__EXERCISE DESCRIPTION__. Transcribe, word for word, the line containing "Identify each instance of the high-mounted" and each line following it through the end of the listing below. Omit all other lines.

** BEGIN WORKING DATA **

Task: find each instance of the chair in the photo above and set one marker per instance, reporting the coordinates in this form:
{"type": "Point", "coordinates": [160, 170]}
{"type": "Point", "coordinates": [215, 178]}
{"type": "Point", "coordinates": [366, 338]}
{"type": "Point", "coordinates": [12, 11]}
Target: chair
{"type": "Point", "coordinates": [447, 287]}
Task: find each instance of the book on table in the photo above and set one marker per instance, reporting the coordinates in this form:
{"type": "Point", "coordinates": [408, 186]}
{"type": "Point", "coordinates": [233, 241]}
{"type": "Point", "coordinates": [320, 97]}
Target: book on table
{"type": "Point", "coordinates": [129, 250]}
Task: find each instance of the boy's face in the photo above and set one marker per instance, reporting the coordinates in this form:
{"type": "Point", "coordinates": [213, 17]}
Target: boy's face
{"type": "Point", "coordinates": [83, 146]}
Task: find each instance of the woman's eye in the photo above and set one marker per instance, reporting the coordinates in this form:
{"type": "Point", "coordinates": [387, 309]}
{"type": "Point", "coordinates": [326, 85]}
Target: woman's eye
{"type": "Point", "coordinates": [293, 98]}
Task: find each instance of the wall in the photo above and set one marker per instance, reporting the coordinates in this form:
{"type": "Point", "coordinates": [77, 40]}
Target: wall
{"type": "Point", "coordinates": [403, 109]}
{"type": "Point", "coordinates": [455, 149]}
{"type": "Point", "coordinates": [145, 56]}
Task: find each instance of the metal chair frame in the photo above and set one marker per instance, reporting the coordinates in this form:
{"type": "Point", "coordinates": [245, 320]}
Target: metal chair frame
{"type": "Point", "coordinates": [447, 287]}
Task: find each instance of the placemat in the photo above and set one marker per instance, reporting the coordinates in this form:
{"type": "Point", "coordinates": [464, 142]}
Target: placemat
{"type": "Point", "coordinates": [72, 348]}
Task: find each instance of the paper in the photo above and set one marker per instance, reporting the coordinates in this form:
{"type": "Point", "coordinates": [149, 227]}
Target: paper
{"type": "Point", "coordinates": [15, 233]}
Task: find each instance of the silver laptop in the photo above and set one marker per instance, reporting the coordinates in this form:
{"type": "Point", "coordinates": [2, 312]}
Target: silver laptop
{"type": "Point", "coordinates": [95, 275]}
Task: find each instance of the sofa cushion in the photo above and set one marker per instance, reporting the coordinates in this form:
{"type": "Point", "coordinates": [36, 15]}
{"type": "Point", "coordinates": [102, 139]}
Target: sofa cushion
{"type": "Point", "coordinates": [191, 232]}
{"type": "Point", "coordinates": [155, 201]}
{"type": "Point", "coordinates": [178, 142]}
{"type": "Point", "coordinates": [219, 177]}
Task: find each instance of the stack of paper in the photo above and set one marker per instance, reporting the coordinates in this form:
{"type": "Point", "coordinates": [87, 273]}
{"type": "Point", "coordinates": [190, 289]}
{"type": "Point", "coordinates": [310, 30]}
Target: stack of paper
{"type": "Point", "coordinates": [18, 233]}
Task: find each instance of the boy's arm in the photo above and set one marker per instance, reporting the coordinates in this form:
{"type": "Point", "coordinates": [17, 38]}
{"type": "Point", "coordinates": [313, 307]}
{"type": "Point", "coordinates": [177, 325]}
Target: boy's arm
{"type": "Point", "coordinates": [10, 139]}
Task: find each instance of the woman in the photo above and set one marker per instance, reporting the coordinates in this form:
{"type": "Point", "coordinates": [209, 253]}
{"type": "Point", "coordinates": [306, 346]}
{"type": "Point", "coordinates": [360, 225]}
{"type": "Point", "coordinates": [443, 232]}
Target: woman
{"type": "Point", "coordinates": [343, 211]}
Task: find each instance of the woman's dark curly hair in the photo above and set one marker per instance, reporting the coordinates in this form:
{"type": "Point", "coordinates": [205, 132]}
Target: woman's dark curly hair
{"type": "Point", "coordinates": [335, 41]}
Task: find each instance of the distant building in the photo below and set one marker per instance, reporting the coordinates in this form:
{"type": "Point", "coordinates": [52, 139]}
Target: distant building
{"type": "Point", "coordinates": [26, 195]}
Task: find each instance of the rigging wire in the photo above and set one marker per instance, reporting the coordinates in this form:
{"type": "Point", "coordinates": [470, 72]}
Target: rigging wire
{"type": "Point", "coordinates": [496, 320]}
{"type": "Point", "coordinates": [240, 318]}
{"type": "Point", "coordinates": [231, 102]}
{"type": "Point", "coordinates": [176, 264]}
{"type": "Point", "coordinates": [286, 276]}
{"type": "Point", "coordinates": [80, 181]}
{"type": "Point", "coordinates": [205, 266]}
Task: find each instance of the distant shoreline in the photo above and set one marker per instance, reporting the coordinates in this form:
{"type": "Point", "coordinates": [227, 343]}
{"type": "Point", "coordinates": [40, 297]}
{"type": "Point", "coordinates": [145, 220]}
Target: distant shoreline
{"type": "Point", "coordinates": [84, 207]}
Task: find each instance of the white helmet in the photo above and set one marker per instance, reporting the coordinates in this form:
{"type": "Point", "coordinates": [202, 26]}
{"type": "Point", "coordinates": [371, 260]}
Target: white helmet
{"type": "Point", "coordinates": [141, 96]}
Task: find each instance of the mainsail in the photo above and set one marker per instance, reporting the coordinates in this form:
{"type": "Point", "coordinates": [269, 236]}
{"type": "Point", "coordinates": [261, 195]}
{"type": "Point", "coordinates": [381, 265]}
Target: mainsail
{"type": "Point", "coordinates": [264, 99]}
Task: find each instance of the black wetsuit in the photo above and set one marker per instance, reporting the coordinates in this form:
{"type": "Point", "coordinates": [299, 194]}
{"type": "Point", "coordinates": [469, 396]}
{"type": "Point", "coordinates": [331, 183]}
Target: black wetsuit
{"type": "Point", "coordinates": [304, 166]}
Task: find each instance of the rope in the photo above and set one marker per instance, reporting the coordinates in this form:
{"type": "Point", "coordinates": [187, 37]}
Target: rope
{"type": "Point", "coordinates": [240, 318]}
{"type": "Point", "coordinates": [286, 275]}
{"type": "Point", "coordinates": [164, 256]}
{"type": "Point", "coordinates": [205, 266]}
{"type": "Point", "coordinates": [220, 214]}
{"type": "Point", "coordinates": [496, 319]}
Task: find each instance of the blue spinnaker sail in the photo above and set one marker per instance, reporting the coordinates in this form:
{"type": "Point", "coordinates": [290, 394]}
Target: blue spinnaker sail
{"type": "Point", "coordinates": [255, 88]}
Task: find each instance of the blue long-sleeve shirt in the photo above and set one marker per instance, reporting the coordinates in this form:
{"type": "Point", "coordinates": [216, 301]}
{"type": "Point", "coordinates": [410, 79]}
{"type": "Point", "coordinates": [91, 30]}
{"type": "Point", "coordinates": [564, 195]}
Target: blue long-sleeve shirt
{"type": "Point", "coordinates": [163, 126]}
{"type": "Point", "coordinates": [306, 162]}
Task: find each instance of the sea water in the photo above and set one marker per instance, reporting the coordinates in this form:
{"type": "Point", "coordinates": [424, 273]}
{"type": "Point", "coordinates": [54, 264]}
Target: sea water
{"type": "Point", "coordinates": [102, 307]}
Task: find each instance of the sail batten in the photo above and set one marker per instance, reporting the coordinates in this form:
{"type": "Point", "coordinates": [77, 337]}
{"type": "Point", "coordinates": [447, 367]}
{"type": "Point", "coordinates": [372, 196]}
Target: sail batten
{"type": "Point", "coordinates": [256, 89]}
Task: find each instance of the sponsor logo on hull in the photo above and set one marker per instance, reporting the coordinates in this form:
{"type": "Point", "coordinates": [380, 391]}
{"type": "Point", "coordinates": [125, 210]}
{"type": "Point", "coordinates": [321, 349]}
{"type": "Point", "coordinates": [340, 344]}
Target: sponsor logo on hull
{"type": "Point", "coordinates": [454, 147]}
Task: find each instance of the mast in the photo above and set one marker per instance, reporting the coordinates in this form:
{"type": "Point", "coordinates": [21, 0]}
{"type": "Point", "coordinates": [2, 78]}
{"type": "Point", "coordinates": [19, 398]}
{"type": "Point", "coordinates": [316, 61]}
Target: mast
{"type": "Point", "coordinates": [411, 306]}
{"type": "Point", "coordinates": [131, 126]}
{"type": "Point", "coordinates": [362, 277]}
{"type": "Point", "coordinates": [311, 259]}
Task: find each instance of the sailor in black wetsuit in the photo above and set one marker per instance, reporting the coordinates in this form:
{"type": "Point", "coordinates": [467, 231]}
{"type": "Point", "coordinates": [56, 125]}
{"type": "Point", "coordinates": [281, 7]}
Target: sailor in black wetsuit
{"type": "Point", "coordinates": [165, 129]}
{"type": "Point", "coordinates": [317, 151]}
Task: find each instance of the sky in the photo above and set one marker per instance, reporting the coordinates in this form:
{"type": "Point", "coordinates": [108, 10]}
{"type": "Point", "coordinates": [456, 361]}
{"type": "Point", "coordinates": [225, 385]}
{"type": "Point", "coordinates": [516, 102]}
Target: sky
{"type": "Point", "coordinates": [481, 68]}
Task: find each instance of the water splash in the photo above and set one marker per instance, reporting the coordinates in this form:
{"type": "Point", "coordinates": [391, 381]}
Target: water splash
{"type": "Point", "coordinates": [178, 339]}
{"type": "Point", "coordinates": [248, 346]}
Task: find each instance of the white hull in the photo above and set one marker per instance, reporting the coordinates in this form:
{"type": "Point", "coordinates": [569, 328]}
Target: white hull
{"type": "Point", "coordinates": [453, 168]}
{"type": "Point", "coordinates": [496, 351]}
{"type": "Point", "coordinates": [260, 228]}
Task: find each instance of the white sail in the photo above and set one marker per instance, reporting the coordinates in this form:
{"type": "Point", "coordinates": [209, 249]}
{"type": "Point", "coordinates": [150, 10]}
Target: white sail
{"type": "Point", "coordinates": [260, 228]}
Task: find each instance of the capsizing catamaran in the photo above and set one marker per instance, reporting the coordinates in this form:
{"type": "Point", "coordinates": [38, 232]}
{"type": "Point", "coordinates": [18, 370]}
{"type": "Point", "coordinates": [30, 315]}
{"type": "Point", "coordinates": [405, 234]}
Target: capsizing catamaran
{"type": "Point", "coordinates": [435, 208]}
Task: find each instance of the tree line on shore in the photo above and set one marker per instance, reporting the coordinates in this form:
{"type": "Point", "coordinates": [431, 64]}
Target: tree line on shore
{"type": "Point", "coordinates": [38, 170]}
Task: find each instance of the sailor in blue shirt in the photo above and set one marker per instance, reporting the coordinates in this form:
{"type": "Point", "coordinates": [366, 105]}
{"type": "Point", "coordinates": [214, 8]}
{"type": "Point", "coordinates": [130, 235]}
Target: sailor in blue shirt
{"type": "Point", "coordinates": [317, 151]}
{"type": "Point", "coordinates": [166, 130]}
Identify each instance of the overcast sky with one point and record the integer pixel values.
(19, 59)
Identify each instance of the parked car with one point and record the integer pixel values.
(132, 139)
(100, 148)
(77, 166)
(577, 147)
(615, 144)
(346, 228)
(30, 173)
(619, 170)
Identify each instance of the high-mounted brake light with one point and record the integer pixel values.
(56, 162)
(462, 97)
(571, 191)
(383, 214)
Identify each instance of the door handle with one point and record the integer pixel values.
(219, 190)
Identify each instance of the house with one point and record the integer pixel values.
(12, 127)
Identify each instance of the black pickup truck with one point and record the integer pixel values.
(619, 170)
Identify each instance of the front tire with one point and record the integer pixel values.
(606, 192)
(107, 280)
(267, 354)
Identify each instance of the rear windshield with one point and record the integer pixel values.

** END WORKING DATA **

__OUTPUT OF THE EXERCISE__.
Identify each instance of the high-mounted brake light with one point and record the integer pixel values.
(56, 162)
(462, 97)
(571, 191)
(383, 214)
Identify each instance of the door handle with one point and record the integer pixel values.
(219, 190)
Identify each instance of the house with one point and record the integer pixel values.
(12, 127)
Identify each instance of the black pickup truck with one point and record the integer pixel values.
(619, 170)
Identify each instance of the front tire with one point and record the integer pixel values.
(606, 192)
(107, 280)
(267, 354)
Identify each instance of the rear windshield with one point and record the integer pixel values.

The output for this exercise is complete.